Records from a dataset
········
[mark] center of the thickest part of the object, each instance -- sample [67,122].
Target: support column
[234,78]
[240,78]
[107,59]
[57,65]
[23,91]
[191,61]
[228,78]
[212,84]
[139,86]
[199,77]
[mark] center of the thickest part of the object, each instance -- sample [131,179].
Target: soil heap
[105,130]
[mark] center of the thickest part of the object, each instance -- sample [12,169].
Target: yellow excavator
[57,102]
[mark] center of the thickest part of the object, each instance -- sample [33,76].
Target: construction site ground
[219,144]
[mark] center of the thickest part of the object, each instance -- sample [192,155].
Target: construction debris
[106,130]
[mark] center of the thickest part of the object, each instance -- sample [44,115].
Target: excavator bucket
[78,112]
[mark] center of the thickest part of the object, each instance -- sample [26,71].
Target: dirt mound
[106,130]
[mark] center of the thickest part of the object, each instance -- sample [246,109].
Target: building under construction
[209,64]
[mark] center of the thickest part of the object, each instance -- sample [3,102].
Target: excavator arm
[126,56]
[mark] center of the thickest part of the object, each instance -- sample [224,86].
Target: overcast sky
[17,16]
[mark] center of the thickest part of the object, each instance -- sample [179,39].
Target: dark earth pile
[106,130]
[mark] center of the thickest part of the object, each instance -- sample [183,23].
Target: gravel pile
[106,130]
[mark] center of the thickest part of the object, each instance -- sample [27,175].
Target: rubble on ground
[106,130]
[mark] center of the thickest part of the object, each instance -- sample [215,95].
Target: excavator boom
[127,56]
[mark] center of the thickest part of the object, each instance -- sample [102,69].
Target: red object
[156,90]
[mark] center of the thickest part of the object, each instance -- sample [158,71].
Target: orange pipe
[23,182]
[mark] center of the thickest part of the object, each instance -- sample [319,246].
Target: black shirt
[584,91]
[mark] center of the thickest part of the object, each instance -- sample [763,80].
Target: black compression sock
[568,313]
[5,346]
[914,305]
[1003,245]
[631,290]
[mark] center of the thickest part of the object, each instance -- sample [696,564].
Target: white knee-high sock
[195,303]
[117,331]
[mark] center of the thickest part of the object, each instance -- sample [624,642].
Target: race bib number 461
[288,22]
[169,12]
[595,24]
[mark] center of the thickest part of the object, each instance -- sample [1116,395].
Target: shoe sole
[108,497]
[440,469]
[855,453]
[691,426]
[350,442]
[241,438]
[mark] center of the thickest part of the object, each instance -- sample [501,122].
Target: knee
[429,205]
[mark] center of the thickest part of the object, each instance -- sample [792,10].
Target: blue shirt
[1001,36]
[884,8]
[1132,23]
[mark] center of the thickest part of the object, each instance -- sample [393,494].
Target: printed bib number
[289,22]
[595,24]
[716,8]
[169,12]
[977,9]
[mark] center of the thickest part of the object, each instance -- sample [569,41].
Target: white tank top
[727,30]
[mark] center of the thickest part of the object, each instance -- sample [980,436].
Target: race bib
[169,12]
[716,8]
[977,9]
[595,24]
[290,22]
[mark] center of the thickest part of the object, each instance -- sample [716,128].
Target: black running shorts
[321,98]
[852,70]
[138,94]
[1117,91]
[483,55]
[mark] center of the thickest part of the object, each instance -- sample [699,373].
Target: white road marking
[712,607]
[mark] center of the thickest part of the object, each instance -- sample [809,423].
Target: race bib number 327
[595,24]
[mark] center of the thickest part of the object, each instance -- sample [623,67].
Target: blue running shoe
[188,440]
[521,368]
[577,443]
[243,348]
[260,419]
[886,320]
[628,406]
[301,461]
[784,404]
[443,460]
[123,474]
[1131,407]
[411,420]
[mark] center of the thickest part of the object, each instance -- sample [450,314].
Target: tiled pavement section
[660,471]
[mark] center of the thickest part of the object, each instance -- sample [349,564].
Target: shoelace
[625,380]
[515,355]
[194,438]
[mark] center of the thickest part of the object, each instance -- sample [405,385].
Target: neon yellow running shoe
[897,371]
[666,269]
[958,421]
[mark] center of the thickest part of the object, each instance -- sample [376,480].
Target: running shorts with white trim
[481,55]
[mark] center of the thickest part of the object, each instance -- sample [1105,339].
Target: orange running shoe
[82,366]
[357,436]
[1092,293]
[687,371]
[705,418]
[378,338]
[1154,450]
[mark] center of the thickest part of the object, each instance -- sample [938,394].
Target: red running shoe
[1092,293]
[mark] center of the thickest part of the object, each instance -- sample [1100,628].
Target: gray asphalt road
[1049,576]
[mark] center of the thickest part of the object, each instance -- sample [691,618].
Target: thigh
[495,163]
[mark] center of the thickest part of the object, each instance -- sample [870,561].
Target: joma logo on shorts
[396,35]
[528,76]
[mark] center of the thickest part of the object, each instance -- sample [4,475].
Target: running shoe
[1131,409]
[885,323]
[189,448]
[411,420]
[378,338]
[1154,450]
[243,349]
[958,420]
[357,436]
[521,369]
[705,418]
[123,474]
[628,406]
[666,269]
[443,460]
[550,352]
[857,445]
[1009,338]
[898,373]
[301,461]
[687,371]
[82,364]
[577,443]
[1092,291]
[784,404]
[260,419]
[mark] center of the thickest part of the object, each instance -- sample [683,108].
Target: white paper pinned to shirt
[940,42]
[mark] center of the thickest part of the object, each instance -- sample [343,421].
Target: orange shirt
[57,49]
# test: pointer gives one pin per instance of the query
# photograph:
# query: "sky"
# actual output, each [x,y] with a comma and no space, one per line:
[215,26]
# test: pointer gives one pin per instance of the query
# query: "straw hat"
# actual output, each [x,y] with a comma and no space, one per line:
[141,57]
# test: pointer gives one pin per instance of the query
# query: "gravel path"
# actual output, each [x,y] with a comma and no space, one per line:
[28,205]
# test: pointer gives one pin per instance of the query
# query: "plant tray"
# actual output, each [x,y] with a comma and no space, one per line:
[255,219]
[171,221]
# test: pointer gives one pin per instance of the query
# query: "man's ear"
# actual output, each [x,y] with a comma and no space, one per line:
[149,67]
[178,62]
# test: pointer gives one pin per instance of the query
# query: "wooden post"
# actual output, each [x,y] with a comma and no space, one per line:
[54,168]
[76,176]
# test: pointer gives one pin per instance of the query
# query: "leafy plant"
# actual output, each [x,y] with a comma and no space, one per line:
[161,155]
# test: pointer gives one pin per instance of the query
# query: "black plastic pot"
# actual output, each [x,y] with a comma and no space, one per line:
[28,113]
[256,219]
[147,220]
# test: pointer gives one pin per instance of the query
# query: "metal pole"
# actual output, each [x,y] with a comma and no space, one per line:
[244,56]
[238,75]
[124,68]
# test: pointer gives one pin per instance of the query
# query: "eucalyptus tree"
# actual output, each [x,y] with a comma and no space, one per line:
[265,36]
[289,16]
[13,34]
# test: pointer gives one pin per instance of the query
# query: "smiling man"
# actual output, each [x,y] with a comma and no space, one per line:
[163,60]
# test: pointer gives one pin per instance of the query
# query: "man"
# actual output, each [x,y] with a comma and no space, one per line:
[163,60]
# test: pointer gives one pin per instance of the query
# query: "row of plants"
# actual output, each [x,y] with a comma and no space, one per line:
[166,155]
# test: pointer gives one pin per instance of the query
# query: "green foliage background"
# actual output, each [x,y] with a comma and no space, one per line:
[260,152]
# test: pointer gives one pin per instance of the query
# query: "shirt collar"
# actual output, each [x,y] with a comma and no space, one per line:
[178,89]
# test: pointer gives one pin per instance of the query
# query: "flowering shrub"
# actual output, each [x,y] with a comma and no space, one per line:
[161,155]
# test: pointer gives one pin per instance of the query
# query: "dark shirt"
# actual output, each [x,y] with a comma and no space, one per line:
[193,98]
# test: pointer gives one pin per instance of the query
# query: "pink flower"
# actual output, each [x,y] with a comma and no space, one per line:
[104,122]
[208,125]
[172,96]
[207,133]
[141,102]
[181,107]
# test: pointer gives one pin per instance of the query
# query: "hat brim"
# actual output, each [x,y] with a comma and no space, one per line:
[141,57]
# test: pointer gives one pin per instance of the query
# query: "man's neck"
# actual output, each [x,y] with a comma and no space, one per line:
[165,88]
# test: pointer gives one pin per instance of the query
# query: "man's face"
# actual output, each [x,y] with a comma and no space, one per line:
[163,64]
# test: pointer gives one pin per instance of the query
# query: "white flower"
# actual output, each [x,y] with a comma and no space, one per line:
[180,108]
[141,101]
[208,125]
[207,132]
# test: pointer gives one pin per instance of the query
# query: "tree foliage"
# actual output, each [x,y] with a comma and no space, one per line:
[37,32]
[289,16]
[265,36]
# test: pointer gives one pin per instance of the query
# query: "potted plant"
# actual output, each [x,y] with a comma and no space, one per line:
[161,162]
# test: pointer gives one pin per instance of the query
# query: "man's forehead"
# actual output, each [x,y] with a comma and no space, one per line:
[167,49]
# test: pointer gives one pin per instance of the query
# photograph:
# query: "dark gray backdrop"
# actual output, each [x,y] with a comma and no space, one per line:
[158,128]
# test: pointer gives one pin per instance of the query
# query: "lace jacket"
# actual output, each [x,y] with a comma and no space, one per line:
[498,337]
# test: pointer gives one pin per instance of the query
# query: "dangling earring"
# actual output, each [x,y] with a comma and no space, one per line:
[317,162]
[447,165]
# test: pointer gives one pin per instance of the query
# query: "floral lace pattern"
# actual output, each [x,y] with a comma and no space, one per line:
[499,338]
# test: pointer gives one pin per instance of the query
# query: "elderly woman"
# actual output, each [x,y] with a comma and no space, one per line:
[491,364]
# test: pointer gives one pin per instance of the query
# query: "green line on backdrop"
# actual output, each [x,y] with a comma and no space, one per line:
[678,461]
········
TASK DIRECTIONS:
Locate the lines above that hold the word "green". Show every one of them.

TASK RESULT:
# query: "green foliage background"
# query: "green line on backdrop"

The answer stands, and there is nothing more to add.